TASK PROMPT: What you return must match the records word for word.

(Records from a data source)
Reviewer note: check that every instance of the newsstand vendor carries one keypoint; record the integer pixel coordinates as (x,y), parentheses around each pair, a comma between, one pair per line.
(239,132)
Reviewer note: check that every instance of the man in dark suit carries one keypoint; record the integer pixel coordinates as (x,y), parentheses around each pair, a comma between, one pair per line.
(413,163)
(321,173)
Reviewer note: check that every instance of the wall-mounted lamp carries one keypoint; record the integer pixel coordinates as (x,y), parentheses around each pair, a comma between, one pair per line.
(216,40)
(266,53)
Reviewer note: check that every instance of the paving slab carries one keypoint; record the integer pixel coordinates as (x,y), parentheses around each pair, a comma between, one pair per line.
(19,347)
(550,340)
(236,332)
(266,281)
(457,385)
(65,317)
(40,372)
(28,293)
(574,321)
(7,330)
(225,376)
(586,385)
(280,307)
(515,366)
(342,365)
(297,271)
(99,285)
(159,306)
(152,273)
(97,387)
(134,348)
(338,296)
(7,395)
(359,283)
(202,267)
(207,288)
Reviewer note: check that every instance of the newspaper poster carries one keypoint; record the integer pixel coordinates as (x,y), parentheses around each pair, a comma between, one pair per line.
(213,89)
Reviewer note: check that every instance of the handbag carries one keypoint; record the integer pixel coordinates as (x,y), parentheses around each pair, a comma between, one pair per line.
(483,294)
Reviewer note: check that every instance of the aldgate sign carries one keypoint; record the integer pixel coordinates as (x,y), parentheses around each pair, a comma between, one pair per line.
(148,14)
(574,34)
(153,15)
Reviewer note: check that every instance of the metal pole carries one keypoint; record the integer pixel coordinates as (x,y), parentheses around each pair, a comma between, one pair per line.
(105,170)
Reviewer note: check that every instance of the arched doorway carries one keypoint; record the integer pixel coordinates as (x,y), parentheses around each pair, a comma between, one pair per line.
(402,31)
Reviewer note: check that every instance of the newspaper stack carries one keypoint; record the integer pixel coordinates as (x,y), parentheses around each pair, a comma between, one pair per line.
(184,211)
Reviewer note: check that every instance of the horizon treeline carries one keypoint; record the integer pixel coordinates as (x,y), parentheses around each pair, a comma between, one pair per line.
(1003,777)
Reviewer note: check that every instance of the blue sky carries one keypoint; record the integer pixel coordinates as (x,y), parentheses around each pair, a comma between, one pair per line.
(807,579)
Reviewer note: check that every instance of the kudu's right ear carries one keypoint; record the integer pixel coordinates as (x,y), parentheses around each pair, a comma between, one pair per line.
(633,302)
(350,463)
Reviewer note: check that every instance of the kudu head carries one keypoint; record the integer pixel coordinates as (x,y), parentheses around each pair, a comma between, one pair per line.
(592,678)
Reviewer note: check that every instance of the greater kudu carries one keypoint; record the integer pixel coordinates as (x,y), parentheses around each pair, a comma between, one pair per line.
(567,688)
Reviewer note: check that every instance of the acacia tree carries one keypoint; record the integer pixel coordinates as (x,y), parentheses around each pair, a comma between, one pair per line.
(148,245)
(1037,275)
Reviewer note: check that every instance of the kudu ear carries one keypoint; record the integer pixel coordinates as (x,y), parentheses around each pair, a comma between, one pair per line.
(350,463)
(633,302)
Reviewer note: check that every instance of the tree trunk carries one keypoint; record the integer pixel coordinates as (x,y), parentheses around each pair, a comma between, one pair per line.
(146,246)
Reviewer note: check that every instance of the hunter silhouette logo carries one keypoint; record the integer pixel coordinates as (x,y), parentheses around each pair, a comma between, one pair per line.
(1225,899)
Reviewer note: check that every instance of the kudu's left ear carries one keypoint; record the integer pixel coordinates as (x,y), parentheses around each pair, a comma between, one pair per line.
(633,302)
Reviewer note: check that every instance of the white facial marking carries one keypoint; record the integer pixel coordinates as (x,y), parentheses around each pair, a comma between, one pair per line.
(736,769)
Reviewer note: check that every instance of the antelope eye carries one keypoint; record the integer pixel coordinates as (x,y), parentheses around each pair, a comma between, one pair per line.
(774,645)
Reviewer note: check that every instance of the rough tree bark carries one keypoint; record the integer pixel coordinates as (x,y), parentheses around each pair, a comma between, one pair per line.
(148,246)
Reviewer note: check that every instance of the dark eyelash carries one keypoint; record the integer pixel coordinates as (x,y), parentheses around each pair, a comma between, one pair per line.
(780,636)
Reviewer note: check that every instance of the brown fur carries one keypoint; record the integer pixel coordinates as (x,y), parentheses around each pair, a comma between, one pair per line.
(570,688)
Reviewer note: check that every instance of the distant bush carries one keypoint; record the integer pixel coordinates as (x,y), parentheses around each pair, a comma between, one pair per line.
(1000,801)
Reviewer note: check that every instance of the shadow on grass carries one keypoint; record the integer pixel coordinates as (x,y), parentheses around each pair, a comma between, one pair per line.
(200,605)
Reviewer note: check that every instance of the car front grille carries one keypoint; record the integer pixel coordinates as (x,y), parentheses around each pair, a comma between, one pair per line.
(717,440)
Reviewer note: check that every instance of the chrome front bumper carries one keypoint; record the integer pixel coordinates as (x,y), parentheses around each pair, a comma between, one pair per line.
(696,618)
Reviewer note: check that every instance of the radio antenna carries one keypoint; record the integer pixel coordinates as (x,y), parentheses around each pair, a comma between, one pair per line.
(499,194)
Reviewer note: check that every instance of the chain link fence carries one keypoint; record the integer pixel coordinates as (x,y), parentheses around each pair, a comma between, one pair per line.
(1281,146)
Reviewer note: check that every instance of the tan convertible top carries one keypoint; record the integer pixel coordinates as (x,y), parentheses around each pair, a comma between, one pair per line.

SOLUTION:
Reviewer note: check that every instance of the newsstand vendor carries one keypoint; record the integer pixel coordinates as (x,y), parentheses around each pair, a comma between, one pair per line.
(239,132)
Reviewer note: check that every instance of the man in dark suit carries one keypoint; record the integer pixel coordinates as (x,y), parentheses around each pair, a comma between, one pair per line.
(413,163)
(321,173)
Reviewer note: check that every instance of the wall-mounted lamp carries one keypoint; record the integer pixel coordinates as (x,y), parentheses around each pair, a comma between, one pair per line.
(216,40)
(266,53)
Reviewer note: check that every instance of the paving slab carries one keypoint; record the integer pixel coordinates as (x,y), parentheses around each pair, a comma between, one pair per line.
(19,347)
(550,340)
(236,332)
(266,281)
(457,385)
(65,317)
(40,372)
(28,293)
(574,321)
(7,330)
(225,376)
(586,385)
(280,307)
(515,366)
(342,365)
(297,271)
(99,285)
(159,306)
(152,273)
(97,387)
(134,348)
(338,296)
(7,395)
(359,283)
(202,267)
(207,288)
Reviewer note: check that every instance of the newspaper poster carries one keypoint; record the integer pixel coordinates as (x,y), parentheses around each pair, a comma between, one pair per line.
(213,89)
Reviewer note: check that every instance of the handbag carries one keypoint; record the integer pixel coordinates as (x,y), parentheses around each pair, a comma between, one pair per line.
(483,294)
Reviewer note: check that every instance of the aldgate sign carries one keypoint; record the integer pixel coordinates as (x,y), parentheses around each pair, a comma between, one pair per line.
(148,14)
(574,34)
(153,15)
Reviewer note: check that every instance of the metal pole carries one keypoint; record the integer pixel coordinates as (x,y), parentheses around each pair, a comma between, one pair per line.
(105,170)
Reviewer note: check that every instance of the arched doorway carries one keypoint; record the integer pixel coordinates as (x,y), parentheses around each pair, a comma between, one pair per line.
(402,31)
Reviewer note: check that every instance of the newspaper stack carries one keypoint; record the integer pixel coordinates as (x,y), parentheses around each pair, a comma between, one pair per line.
(184,211)
Reviewer note: check that every instance of the horizon treeline carries one keypoint; record the integer pixel coordinates as (x,y), parentheses around each pair, a comma between, one pair per line.
(1003,777)
Reviewer note: check that every instance of the blue sky carries one keypoint; record the integer pixel coordinates as (x,y), parentheses around each pair, a comma between, one pair per line.
(807,579)
Reviewer note: check that every instance of the kudu's right ear carries one keypoint; record the integer pixel coordinates as (x,y), parentheses around each pair, a comma between, one pair per line.
(633,302)
(350,463)
Reviewer note: check that every instance of the kudu head carries one keypoint; record the integer pixel coordinates as (x,y), parentheses around each pair, a comma between, one pair per line.
(592,678)
Reviewer note: check that every instance of the greater kudu carries one keypoint; record the integer pixel coordinates as (x,y), parentheses around each pair, a comma between, one pair per line.
(567,688)
Reviewer note: check that every instance of the acacia tree carries one keypoint; record the integer pixel coordinates as (x,y), parentheses around each pair, a comma between, one pair per line.
(148,245)
(1037,275)
Reviewer note: check that every instance of the kudu ear carries one keypoint; record the integer pixel coordinates as (x,y), parentheses around each pair, a comma between, one pair per line.
(350,463)
(633,302)
Reviewer note: check that every instance of the tree trunk carries one keypoint; record the integer pixel coordinates as (x,y), parentheses around each pair, a comma between, one pair per line.
(146,246)
Reviewer note: check that every instance of the hunter silhouette logo carries one keypoint; record the integer pixel coordinates as (x,y), parentheses around each pair, a comma between, one pair per line.
(1225,899)
Reviewer note: check that every instance of the kudu's left ear carries one keypoint; record the integer pixel coordinates as (x,y), parentheses around each pair, a comma between, one pair per line.
(633,302)
Reviewer note: check that every instance of the white facial marking carries one keypoint; record the integer pixel coordinates as (x,y), parentheses around each pair, a comma between, one pair per line.
(736,769)
Reviewer note: check that every instance of the antelope eye carries one keypoint; record the integer pixel coordinates as (x,y), parentheses around each pair, a comma between, one pair per line.
(774,645)
Reviewer note: check that every instance of the rough tree bark carries one keypoint; record the integer pixel coordinates as (x,y), parentheses around each pair, a comma between, one pair per line.
(148,246)
Reviewer note: check that every instance of the dark eyelash carries one keypoint; record the integer pixel coordinates as (x,y), parentheses around each pair, a comma between, one pair per line.
(780,636)
Reviewer note: check that every instance of the brown fur carries one keypoint; record the integer pixel coordinates as (x,y), parentheses around each pair, a comma between, one pair per line.
(570,688)
Reviewer note: check that every instance of the distant bush carries one keypoint; record the integer pixel coordinates as (x,y), parentheses around each pair, a comma between, one pair per line.
(1000,801)
Reviewer note: check that every instance of the shadow on grass carries one keypoint; record the integer pixel coordinates as (x,y), parentheses around each pair, a comma between, one pair per line.
(200,605)
Reviewer note: check that every instance of the car front grille carries one keypoint; record the integer pixel coordinates as (x,y), parentheses around each pair, a comma between, one pair per line.
(717,440)
Reviewer note: check that every instance of the chrome front bumper carries one keypoint; record the integer pixel coordinates as (x,y), parentheses around each pair, a comma between, one pair per line.
(696,618)
Reviewer note: check that every instance of the radio antenna carries one keypoint; record the integer pixel coordinates as (x,y), parentheses around each pair, a comma between, one pair per line.
(499,194)
Reviewer note: check that every instance of the chain link fence carries one keypoint; record the integer pixel coordinates as (x,y), parentheses around each pair, a comma between, one pair per line.
(1281,146)
Reviewer note: check that every instance of the tan convertible top carries one keypoint; record the integer pixel coordinates as (x,y), parentheses around each pair, a comma between, one pair per line.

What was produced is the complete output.